### Work instruction
If a line in the following entries contains the string "face", it counts toward the total; report only that total.

### Extracted information
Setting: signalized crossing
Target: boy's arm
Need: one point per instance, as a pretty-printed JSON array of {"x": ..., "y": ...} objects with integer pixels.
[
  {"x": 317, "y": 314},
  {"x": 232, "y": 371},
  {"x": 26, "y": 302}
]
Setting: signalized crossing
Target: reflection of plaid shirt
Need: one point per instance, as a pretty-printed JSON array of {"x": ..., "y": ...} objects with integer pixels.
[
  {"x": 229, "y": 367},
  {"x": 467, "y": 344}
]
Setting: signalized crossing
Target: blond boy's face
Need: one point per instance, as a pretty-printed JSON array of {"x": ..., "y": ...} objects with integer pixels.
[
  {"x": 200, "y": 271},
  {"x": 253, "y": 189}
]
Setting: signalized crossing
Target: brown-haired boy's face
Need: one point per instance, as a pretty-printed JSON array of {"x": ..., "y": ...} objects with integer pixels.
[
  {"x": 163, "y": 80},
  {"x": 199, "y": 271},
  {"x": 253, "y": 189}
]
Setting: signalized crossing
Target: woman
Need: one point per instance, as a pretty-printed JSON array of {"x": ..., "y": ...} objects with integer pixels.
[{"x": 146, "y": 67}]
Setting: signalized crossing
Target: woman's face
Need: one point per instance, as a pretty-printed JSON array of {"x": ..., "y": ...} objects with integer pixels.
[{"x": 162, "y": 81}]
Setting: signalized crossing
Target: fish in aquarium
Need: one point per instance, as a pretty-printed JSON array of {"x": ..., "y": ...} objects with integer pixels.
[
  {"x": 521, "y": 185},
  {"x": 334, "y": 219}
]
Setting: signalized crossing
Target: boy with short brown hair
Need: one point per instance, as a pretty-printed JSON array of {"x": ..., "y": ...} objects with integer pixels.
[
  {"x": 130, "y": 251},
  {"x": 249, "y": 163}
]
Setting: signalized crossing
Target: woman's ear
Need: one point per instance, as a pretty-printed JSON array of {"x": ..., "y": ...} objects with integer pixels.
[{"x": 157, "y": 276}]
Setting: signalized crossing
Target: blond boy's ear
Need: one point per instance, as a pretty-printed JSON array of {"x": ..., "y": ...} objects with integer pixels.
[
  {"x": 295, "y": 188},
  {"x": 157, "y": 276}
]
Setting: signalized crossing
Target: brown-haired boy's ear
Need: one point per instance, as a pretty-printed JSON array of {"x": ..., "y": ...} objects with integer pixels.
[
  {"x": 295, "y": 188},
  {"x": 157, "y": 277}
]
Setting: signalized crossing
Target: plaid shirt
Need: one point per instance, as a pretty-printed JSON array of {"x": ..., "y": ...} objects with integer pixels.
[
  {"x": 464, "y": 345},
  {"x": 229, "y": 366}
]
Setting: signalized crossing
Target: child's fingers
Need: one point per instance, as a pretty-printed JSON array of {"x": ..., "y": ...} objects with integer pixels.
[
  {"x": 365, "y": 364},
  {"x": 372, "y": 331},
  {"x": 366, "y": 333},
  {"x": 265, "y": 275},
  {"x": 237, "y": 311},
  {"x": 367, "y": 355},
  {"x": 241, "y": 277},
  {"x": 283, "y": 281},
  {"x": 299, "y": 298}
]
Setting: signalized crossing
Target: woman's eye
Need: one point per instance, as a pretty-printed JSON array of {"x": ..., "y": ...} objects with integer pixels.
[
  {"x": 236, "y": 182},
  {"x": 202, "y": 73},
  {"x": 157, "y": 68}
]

### Result of this task
3